EXERCISE DETAILS:
Please reproduce every line of the data below, scaling each x and y coordinate value by 1.5 and rounding to the nearest whole number, with halves rounded up. Leave all other text unchanged.
─── DATA ROWS
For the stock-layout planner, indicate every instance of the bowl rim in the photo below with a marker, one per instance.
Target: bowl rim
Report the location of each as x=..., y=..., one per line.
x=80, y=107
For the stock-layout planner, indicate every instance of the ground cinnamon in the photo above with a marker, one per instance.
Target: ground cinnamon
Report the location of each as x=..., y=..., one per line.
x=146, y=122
──────
SOLUTION TO THIS PROBLEM:
For the stock-layout planner, indicate every instance of the bowl rim in the photo below with a marker, one per instance.
Target: bowl rim
Report the location of each as x=..., y=..., one per line.
x=120, y=161
For the stock-layout planner, indicate every instance of the ground cinnamon in the photo above with a marker, one per instance.
Target: ground cinnamon
Report the location of each as x=..., y=..., one per line.
x=219, y=183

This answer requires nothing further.